Labeled-object pointing entries:
::::
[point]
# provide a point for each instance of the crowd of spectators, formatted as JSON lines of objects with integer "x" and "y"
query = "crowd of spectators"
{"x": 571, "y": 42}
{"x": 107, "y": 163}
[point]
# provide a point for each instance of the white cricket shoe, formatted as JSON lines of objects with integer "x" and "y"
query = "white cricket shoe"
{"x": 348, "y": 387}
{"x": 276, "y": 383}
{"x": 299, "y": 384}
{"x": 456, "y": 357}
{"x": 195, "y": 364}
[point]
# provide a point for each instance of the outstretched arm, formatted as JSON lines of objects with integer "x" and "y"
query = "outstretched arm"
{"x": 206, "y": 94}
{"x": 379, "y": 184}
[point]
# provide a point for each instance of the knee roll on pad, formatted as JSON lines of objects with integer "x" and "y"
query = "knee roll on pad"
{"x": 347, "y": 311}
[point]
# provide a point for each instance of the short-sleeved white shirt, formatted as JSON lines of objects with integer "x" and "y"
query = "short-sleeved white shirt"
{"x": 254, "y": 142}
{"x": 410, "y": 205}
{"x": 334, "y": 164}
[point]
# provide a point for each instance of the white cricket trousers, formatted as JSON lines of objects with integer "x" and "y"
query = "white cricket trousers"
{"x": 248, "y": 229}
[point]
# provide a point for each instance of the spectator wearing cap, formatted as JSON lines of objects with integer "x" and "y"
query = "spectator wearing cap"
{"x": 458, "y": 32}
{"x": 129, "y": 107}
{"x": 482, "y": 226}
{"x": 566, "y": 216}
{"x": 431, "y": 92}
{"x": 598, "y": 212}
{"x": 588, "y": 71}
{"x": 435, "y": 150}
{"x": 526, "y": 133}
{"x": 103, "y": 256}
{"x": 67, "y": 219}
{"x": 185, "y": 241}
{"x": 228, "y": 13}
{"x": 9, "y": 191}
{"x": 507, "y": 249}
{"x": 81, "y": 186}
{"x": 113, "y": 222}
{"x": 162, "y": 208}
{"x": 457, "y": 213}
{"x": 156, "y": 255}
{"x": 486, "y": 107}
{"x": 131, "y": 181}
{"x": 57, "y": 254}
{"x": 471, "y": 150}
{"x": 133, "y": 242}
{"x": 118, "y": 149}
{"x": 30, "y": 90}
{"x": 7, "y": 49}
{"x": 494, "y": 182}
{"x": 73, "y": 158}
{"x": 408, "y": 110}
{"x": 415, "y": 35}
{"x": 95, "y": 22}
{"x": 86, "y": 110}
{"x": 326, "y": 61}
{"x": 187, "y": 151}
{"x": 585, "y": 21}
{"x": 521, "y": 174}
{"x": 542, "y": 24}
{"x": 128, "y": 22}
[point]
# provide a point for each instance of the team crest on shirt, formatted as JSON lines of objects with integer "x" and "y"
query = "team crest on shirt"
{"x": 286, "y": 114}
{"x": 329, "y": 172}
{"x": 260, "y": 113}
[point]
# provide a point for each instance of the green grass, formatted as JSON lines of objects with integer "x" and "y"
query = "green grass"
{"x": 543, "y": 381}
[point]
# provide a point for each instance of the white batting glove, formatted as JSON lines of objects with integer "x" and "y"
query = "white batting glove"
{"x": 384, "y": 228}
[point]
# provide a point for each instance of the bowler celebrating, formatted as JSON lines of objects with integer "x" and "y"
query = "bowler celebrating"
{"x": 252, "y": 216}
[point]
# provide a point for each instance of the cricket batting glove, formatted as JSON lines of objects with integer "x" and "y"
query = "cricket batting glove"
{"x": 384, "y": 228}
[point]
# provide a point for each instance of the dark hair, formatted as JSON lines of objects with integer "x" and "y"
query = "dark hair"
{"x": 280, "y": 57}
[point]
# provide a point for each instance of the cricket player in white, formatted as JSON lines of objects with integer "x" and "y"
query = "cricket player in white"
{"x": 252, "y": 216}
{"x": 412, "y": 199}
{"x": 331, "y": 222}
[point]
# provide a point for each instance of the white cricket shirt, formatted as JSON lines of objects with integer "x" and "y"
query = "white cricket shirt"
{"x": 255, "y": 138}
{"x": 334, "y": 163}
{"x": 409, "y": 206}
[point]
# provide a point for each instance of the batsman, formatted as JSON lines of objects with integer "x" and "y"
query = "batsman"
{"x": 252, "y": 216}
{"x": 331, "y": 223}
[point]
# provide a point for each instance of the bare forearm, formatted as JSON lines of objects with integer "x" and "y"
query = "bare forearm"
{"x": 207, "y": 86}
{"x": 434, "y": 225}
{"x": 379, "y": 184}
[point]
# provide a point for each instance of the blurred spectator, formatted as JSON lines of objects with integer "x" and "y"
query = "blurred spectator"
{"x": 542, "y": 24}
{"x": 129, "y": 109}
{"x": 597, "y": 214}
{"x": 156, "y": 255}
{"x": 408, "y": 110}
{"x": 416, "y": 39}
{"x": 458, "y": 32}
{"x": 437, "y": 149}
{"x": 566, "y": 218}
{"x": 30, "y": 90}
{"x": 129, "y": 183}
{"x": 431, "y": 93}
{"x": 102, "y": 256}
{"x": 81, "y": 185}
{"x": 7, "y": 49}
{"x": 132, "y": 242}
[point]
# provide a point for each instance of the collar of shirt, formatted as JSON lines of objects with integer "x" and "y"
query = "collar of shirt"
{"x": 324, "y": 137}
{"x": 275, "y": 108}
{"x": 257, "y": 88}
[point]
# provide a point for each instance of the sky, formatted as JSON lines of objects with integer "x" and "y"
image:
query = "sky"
::::
Repeat every record, exactly as written.

* [Solution to the problem]:
[point]
# provide a point for each instance of the crowd of spectators, formatted as JSON lines of objects with integer "x" and "y"
query = "crowd of spectators"
{"x": 571, "y": 42}
{"x": 107, "y": 163}
[point]
# provide a point for each instance of the white cricket shoe, formatted as JSON lines of objects with integer "x" and "y"
query = "white cricket shoe"
{"x": 348, "y": 387}
{"x": 276, "y": 383}
{"x": 299, "y": 384}
{"x": 456, "y": 357}
{"x": 195, "y": 364}
[point]
# provide a point for each instance of the outstretched arm, formatted as JSON lines of objects with integer "x" and "y"
query = "outstretched arm"
{"x": 206, "y": 94}
{"x": 379, "y": 184}
[point]
# provide a point for each instance of the knee roll on pad, formatted as JSON lines of objects with integer "x" and "y"
query = "knee roll on pad"
{"x": 347, "y": 311}
[point]
# provide a point for each instance of the short-sleeved white shirt, formatted as JSON lines of objects with integer "x" and "y"
query = "short-sleeved white shirt"
{"x": 254, "y": 142}
{"x": 410, "y": 205}
{"x": 334, "y": 164}
[point]
# provide a point for each instance of the white cricket trousers, formatted as JSON lines of objects with integer "x" and "y"
query = "white cricket trousers"
{"x": 248, "y": 229}
[point]
# provide a point for each instance of the spectator wearing cap, formatted as JSON lines of objects with integer "x" and "y"
query = "spectator wearing cap"
{"x": 458, "y": 32}
{"x": 129, "y": 107}
{"x": 482, "y": 226}
{"x": 566, "y": 216}
{"x": 431, "y": 92}
{"x": 598, "y": 212}
{"x": 588, "y": 71}
{"x": 435, "y": 150}
{"x": 526, "y": 133}
{"x": 103, "y": 256}
{"x": 67, "y": 219}
{"x": 185, "y": 241}
{"x": 228, "y": 13}
{"x": 9, "y": 191}
{"x": 507, "y": 249}
{"x": 81, "y": 186}
{"x": 113, "y": 222}
{"x": 162, "y": 208}
{"x": 457, "y": 213}
{"x": 156, "y": 255}
{"x": 486, "y": 107}
{"x": 131, "y": 181}
{"x": 57, "y": 254}
{"x": 471, "y": 150}
{"x": 133, "y": 242}
{"x": 118, "y": 149}
{"x": 30, "y": 90}
{"x": 7, "y": 49}
{"x": 494, "y": 182}
{"x": 73, "y": 158}
{"x": 408, "y": 110}
{"x": 415, "y": 35}
{"x": 95, "y": 22}
{"x": 86, "y": 110}
{"x": 326, "y": 61}
{"x": 187, "y": 151}
{"x": 585, "y": 21}
{"x": 521, "y": 174}
{"x": 542, "y": 24}
{"x": 128, "y": 22}
[point]
# provide a point for each instance of the team crest on shirt, formatted as JSON lines of objects with integer "x" and "y"
query = "team crest on shirt"
{"x": 286, "y": 114}
{"x": 329, "y": 172}
{"x": 260, "y": 113}
[point]
# provide a point for each instance of the green grass, formatted as JSON lines of objects with integer "x" and "y"
query = "green grass"
{"x": 543, "y": 381}
[point]
# provide a point for each instance of the white batting glove, formatted as JSON lines of objects with integer "x" and "y"
query = "white batting glove"
{"x": 384, "y": 228}
[point]
# provide a point for each instance of the bowler celebrating, formatted as JSON lines of objects with integer "x" and "y"
query = "bowler celebrating"
{"x": 252, "y": 216}
[point]
# provide a point for each instance of the cricket batting glove, formatted as JSON lines of objects with integer "x" and "y"
query = "cricket batting glove"
{"x": 384, "y": 228}
[point]
# provide a point for each instance of the dark hair, formatted as JSON lines of objects with integer "x" and "y"
query = "dark hair"
{"x": 280, "y": 57}
[point]
# provide a point for each instance of the cricket player in white, formatted as JSON lines of objects with integer "x" and "y"
query = "cricket player in white"
{"x": 252, "y": 216}
{"x": 412, "y": 199}
{"x": 331, "y": 222}
[point]
# provide a point for each instance of the white cricket shirt, formatted as JSON lines of objects with integer "x" and "y"
query = "white cricket shirt"
{"x": 255, "y": 138}
{"x": 334, "y": 163}
{"x": 409, "y": 206}
[point]
# provide a point for each instance of the batsman, formatted as JSON lines of objects with integer "x" and "y"
query = "batsman"
{"x": 252, "y": 216}
{"x": 331, "y": 223}
[point]
# provide a point for each instance of the bare forearm, formatted as JSON lines of objects with integer "x" and "y"
query = "bare forearm"
{"x": 207, "y": 86}
{"x": 434, "y": 225}
{"x": 379, "y": 184}
[point]
# provide a point for each instance of the blurred spectator, formatted as JSON lines of objects with integer "x" and "y"
query = "blurred spectator"
{"x": 542, "y": 24}
{"x": 129, "y": 109}
{"x": 597, "y": 214}
{"x": 156, "y": 255}
{"x": 408, "y": 110}
{"x": 416, "y": 39}
{"x": 458, "y": 32}
{"x": 437, "y": 149}
{"x": 566, "y": 218}
{"x": 30, "y": 90}
{"x": 129, "y": 183}
{"x": 431, "y": 93}
{"x": 102, "y": 256}
{"x": 81, "y": 185}
{"x": 7, "y": 49}
{"x": 132, "y": 242}
[point]
# provide a point for each instance of the collar of shirt, formatted as JSON lines of objects with integer "x" and "y"
query = "collar of shirt"
{"x": 324, "y": 137}
{"x": 275, "y": 108}
{"x": 257, "y": 88}
[point]
# provide a point for each instance of the sky, formatted as JSON lines of objects with integer "x" and "y"
image:
query = "sky"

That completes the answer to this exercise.